Extract each line of the items below that contains the word "background", with letter case counting toward a match.
─── EXTRACTED ENTRIES ───
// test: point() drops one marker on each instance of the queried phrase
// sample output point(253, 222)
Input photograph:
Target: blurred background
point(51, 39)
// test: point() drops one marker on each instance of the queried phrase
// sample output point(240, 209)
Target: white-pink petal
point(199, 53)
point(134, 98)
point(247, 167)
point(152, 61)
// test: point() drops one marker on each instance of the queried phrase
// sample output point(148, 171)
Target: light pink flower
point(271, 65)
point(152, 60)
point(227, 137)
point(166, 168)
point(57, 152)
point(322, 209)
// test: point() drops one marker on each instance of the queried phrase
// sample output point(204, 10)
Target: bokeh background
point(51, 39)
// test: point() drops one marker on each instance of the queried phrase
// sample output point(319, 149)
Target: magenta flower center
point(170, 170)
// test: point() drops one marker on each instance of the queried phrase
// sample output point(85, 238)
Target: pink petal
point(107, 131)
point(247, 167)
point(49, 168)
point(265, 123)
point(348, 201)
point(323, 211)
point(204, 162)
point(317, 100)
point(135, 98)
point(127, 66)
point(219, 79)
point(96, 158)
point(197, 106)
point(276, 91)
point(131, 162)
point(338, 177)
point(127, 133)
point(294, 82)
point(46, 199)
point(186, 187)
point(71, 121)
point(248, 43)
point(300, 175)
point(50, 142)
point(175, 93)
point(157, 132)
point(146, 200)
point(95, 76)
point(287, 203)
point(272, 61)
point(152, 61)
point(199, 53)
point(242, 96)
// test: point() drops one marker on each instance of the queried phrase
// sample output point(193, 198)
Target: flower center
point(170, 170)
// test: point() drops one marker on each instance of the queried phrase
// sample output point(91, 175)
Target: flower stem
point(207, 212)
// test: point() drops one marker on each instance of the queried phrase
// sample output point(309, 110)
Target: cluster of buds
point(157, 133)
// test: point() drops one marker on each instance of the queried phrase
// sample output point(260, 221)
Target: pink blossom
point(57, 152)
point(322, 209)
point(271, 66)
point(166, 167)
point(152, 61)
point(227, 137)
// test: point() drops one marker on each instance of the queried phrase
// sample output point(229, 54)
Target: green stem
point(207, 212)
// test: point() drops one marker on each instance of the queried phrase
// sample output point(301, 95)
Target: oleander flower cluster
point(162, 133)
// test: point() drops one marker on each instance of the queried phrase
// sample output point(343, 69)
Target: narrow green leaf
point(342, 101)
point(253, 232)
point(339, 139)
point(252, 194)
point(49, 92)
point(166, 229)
───
**RESPONSE TO THE EXERCISE**
Target: blurred background
Target: bokeh background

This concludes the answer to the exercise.